## Work order 1
According to the mask mandate article, what was the vote count by which the Cedar Falls City Council passed the mandate?
## Work order 2
Reproduce the passage in the mask mandate article from "Under the mandate, residents" up to and including "riding public transportation.".

## Quoted passage
________________________________________

Cedar Falls passes mask mandate



Effective immediately, Cedar Falls is under a city wide mask mandate for those 5 years of age and older.


Although UNI students and staff have already been accustomed to the expectation of wearing face coverings in public while on campus, the situation off-campus in Cedar Falls has been another matter.

That changed Tuesday night when, in a 4-3 vote, the Cedar Falls City Council passed a citywide mask mandate for those 5 years of age and older, effective immediately.

Council members Frank Darrah, Kelly Dunn, Simon Harding and Mark Miller voted in favor of the resolution, while Susan deBuhr, Daryl Kruse and Dave Sires voted against it, saying they preferred a “strong recommendation” to a mandate.

Under the mandate, residents 5 years of age and older must wear a face covering inside any indoor public settings, as well as outdoor public spaces where maintaining six feet of social distancing is not possible. Face coverings must also be worn while riding public transportation.

Exemptions to the mandate include those with breathing difficulties or medical exemptions, as well as those actively engaged in public safety roles, such as firefighters, law enforcement and emergency medical personnel. Masks are also not required to be worn while citizens are actively eating, drinking, or engaging in moderate exercise (jogging, biking, etc.).

The resolution does not include a penalty for noncompliance.

In the official resolution, council members called the mandate “essential” to reducing the spread of COVID-19 and accelerating economic recovery in Cedar Falls. The resolution also noted that the implementation of the mandate is “not irreconcilable with the governor’s proclamation and the guidance of the Iowa Department of Public Health.”

“This resolution is not meant to be stigmatizing or punitive and is in the best interest of the health, welfare, and safety, and economic recovery of the City of Cedar Falls, Iowa and its residents,” the document clarified.

The mandate will be in effect until Oct. 21, but may be extended beyond that time.

The Northern Iowan will continue to report on this developing story, and its impacts on the UNI campus community, in upcoming issues.

________________________________________

## Data section
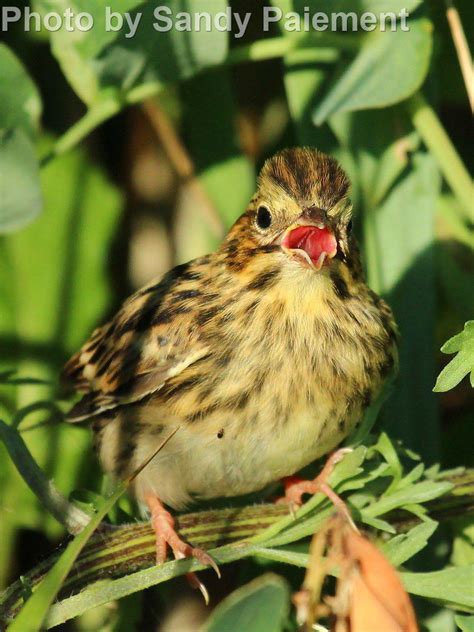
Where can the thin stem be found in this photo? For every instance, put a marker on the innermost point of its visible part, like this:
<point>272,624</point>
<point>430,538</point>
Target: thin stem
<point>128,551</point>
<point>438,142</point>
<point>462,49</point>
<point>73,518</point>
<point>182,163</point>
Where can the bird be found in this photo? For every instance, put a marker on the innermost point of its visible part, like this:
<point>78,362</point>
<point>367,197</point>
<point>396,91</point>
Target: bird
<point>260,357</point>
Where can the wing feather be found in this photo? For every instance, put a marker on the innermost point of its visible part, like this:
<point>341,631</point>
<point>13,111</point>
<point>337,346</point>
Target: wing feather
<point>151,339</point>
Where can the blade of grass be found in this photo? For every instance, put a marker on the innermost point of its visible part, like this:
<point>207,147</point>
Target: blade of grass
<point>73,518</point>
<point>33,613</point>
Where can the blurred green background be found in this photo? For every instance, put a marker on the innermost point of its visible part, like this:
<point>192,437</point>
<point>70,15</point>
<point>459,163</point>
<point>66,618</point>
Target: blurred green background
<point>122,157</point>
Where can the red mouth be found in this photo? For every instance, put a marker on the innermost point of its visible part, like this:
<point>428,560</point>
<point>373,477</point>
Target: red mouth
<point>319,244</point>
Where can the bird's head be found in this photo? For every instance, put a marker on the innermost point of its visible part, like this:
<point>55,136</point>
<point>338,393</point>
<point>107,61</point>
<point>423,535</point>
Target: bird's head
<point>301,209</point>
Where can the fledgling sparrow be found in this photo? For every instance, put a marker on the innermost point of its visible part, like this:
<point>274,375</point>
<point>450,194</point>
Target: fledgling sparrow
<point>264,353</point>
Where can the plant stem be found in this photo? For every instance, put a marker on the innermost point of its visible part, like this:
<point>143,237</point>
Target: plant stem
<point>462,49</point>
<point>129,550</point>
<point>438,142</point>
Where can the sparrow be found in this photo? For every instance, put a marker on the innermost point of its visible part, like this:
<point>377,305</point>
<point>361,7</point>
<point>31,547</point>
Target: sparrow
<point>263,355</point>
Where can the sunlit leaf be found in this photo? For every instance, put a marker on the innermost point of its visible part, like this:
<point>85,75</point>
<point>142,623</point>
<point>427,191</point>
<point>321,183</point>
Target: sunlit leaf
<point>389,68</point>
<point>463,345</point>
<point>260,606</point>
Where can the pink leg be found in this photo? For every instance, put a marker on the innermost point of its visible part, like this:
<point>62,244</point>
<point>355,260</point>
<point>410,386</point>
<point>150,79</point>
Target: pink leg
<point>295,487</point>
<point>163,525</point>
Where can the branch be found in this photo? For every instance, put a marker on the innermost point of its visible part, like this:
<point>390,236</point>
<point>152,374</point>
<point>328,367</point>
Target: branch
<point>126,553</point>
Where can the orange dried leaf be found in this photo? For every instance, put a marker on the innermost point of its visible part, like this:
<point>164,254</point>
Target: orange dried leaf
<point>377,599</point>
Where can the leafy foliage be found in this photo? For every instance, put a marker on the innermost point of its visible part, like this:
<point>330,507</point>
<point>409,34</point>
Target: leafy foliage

________________________________________

## Exercise answer 1
4-3

## Exercise answer 2
Under the mandate, residents 5 years of age and older must wear a face covering inside any indoor public settings, as well as outdoor public spaces where maintaining six feet of social distancing is not possible. Face coverings must also be worn while riding public transportation.